**Aim 1:**
Quote the passage on breaking free from sinful habits from "What does one" up to and including "with sin’s dominance.".
**Aim 2:**
Answer these questions about the passage on breaking free from sinful habits.
(a) Which Bible verse is cited for acknowledging a wrong and seeking the support of friends?
(b) What did Jesus do when He faced a time of temptation?
(c) What does the passage say many who flee from temptation leave behind?
**Aim 3:**
Continue the passage on breaking free from sinful habits from the point where it stops.

**Quoted passage:**
What does one do when he feels that he has become enslaved to some sinful practice? Can the grip of addiction be broken? Thousands of Christians can assure you that it is possible to break the bonds of compulsion and live exciting and contented lives to the glory of God. There are several things that we can recommend in assisting the sincere person in overcoming obsessive behavior. Let us give consideration to the following biblical principles which will be helpful in dealing with sin’s dominance.
- The Christian must confess his wrongs and ask for God’s help in conquering his problems. If his problem is known only to God, talk to him about it. If others are privy to the circumstances of the difficulty, acknowledge the wrong and solicit the the support of friends (James 5:16). You may think that others will only look upon you with contempt—and perhaps some will be self-righteous—but there are many who will shower you with genuine love and encouragement. Don’t underestimate your kinsmen in Christ.
- Prayer can be a big part of your rehabilitation. Jesus said, “Pray that ye enter not into temptation” (Luke 22:40). When the Lord Jesus faced a time of temptation, He, “prayed the more earnestly” (Luke 22:44). There is a more intense level of prayer than we normally utilize! Exert your soul to the uttermost to overcome your moral faults.
- Avoid those circumstances and persons that may lead you back into sinful practices. “Evil companionships corrupt good morals” (1 Corinthians 15:33). It has been said that many who flee from temptation leave a forwarding address. Don’t do it!

[A block of data]
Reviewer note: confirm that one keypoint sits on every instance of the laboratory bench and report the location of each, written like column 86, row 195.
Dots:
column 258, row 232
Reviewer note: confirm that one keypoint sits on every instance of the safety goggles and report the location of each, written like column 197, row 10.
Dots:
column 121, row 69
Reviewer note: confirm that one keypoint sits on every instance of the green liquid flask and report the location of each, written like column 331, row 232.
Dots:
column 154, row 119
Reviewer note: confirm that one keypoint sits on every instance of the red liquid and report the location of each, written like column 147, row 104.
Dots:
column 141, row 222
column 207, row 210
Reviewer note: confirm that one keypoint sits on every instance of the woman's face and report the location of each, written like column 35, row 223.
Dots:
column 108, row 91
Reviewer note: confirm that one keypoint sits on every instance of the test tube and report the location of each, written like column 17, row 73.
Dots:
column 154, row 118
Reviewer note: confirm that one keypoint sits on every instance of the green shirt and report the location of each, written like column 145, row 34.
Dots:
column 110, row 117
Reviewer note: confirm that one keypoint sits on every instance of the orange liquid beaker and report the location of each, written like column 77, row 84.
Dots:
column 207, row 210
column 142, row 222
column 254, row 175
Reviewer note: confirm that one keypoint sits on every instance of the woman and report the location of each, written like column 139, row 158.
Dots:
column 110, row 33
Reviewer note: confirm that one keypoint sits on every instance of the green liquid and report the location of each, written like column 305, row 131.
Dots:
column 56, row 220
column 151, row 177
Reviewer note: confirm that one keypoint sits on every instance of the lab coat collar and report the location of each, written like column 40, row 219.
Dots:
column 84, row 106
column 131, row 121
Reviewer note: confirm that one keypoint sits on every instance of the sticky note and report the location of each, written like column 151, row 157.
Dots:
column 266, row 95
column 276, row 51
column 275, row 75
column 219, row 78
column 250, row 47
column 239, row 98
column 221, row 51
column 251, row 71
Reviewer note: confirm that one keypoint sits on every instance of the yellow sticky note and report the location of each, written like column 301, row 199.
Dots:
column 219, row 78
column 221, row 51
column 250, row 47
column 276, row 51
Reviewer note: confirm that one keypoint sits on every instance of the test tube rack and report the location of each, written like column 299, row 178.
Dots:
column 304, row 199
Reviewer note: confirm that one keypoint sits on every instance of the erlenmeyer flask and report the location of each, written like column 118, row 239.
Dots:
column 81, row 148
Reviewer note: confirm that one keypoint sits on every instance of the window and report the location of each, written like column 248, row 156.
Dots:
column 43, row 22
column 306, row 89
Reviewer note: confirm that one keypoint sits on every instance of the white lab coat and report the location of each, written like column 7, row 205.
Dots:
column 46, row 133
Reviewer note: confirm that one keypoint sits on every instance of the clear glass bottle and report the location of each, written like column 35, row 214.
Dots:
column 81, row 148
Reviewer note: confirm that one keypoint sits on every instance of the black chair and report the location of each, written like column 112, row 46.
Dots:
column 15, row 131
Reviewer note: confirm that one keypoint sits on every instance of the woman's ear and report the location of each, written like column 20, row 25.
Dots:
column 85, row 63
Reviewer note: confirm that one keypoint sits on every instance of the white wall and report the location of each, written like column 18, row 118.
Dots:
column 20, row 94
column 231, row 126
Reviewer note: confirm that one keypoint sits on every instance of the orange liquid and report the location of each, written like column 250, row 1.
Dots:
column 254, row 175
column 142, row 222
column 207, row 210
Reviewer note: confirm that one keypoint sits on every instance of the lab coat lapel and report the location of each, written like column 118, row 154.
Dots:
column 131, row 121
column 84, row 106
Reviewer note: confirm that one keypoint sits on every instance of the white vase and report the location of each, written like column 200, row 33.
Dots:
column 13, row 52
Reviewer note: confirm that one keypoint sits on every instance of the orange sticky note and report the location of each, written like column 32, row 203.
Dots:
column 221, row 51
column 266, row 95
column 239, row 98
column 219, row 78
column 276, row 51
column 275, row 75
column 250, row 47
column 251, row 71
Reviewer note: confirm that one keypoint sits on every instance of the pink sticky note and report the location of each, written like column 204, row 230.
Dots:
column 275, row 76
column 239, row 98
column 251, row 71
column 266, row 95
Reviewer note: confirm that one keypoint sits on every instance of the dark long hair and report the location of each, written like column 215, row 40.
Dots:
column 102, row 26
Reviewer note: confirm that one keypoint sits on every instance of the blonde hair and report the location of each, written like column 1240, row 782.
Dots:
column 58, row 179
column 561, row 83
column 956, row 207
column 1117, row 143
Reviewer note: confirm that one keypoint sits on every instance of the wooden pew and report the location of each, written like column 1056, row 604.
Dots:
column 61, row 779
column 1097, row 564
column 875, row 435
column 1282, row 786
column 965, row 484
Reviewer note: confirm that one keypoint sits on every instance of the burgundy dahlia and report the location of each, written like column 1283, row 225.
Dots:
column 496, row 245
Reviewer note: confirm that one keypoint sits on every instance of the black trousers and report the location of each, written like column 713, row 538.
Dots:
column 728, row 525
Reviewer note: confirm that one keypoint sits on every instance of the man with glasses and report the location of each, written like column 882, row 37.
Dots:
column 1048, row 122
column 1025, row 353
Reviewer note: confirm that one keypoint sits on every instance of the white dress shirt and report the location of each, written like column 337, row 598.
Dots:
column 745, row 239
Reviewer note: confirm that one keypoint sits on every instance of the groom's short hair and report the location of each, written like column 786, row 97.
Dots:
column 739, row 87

...

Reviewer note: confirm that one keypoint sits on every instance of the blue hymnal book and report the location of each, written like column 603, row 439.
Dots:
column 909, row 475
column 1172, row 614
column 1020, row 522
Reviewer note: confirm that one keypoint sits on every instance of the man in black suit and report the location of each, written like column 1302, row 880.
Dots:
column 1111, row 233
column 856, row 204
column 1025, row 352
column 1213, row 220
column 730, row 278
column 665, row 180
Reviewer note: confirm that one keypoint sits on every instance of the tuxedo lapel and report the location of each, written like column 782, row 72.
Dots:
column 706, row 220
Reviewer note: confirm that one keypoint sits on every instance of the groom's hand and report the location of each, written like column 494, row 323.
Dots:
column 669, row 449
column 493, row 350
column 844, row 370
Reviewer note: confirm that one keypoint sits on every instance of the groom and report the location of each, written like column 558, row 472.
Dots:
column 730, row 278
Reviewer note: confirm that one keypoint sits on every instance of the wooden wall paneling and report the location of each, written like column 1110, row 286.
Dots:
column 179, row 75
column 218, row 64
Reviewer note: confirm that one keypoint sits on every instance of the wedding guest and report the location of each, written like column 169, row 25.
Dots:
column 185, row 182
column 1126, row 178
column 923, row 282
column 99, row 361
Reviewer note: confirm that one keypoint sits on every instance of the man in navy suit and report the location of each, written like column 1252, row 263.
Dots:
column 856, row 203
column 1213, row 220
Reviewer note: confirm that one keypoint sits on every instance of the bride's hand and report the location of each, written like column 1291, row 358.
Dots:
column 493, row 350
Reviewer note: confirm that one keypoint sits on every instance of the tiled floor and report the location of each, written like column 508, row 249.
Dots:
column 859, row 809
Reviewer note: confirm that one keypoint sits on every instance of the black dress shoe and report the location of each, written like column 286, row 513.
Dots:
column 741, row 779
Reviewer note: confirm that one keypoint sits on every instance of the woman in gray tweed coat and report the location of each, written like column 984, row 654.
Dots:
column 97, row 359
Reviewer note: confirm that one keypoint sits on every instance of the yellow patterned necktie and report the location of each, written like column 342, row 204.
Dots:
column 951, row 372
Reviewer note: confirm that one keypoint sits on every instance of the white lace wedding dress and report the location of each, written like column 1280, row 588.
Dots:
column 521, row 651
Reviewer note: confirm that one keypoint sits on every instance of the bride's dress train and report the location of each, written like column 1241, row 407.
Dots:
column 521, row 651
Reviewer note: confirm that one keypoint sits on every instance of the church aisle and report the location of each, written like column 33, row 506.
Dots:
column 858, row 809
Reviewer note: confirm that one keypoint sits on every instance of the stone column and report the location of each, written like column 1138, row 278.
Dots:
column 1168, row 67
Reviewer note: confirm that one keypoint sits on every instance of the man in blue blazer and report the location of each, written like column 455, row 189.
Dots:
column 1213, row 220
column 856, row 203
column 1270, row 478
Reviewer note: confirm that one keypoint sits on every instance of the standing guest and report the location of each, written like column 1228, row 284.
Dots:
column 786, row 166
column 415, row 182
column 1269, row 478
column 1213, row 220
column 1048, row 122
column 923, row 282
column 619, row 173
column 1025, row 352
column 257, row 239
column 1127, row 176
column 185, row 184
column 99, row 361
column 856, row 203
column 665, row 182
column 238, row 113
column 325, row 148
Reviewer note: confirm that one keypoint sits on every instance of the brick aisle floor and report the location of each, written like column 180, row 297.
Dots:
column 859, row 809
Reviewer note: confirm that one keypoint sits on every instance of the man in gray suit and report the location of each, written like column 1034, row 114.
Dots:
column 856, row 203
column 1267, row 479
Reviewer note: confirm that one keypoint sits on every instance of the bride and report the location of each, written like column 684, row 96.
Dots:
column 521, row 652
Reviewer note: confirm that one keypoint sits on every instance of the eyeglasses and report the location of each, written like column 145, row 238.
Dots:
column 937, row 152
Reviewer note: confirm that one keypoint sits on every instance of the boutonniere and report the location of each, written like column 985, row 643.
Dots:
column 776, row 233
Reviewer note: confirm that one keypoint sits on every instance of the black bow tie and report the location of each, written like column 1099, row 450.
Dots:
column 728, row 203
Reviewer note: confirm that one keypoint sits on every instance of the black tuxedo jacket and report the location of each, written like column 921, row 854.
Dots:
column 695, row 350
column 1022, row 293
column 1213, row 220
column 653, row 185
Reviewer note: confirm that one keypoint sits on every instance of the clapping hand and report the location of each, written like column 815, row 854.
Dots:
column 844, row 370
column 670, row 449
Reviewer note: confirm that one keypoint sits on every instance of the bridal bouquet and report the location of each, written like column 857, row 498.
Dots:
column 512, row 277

**Exercise answer 1:**
What does one do when he feels that he has become enslaved to some sinful practice? Can the grip of addiction be broken? Thousands of Christians can assure you that it is possible to break the bonds of compulsion and live exciting and contented lives to the glory of God. There are several things that we can recommend in assisting the sincere person in overcoming obsessive behavior. Let us give consideration to the following biblical principles which will be helpful in dealing with sin’s dominance.

**Exercise answer 2:**
(a) James 5:16
(b) He "prayed the more earnestly" (Luke 22:44).
(c) A forwarding address

**Exercise answer 3:**
- Associate as much as possible with spiritual people who can lend you strength. Be ever present at worship assemblies and Bible study meetings. Form friendships with strong people. Invite them into your home. Strive to help others as you yourself grow. When one’s life is filled with spiritual activities, he simply will not have the time and opportunity for drifting into avenues of evil.
- Spend much time in the Holy Scriptures. David said: “Thy word have I hid in mine heart, that I might not sin against thee” (Psalm 119:11). Jesus was able to ward off Satan because, having the words of God in His mind, He could say: “Get thee hence. . . it is written” (Matthew 4:1-11). Do some investigation and learn of good books which address your particular area of weakness. Build a good library of resource materials. As you conquer your addiction, you will be much better qualified to assist other folks of like-weakness, because you’ve “been in their shoes.”
Addiction can be overcome. We can resist Satan to the point he will flee from us (James 4:7).